> What is being asked
Put the part of the material that opens with the line containing "At your earliest convenience, could you locate the row" and closes with the line containing "[223,94,246,103]" into a numbered list, with both of those lines included. Give each line as its own item and leave out any blank lines.

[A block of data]
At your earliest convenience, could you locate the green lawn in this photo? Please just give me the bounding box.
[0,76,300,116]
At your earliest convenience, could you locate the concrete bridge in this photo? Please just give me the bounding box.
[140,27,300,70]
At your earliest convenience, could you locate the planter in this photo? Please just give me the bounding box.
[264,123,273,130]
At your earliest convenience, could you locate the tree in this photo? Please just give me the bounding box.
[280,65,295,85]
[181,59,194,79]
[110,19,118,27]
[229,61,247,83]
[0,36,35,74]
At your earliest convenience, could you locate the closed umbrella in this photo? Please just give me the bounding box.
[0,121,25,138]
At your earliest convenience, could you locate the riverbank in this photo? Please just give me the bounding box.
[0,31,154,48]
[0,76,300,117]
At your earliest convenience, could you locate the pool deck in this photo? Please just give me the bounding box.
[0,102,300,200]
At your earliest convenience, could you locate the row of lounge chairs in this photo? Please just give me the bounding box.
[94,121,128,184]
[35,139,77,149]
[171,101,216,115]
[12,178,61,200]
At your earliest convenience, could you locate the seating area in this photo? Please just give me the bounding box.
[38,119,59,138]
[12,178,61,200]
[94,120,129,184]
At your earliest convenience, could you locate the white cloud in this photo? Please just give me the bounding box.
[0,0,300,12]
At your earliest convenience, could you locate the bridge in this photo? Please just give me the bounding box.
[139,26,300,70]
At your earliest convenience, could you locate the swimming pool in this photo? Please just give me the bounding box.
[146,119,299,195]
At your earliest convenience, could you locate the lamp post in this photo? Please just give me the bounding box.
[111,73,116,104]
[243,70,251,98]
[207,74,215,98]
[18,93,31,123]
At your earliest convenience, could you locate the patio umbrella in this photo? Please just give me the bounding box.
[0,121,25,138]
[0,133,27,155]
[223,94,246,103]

...

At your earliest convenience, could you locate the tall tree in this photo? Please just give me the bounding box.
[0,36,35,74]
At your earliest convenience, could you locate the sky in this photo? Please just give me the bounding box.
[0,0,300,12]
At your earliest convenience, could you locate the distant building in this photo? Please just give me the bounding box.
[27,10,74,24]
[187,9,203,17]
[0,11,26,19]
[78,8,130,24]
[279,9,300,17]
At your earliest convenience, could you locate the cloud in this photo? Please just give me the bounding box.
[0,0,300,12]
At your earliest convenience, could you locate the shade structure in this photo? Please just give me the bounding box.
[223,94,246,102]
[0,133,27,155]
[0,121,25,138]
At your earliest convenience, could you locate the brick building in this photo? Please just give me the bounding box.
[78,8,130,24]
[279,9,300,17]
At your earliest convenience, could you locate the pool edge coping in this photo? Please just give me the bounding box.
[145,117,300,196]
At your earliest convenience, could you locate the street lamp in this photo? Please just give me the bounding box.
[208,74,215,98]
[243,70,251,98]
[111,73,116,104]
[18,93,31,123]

> Solution below
1. At your earliest convenience, could you locate the row of lounge chairs in this photo? Please just give me the bounding box.
2. [94,121,128,184]
3. [35,139,77,149]
4. [171,101,216,115]
5. [12,178,61,200]
6. At your earliest convenience, could you locate the seating area in this photo? Please just give me the bounding box.
7. [38,119,59,138]
8. [12,178,61,200]
9. [94,120,129,184]
10. At your earliest convenience, could you locate the white cloud in this photo? Please just give me the bounding box.
11. [0,0,300,12]
12. At your earliest convenience, could you locate the bridge in this photo? Please just give me the bounding box.
13. [139,26,300,70]
14. At your earliest convenience, could you locate the swimming pool in this photo? Please just give me the bounding box.
15. [146,119,299,195]
16. At your earliest convenience, could you locate the lamp post in this photo? Please just give me the bounding box.
17. [111,73,116,104]
18. [243,70,251,98]
19. [207,74,215,98]
20. [18,93,31,123]
21. At your earliest convenience, could you locate the patio umbrella in this photo? Please just give me the bounding box.
22. [0,121,25,138]
23. [0,133,27,155]
24. [223,94,246,103]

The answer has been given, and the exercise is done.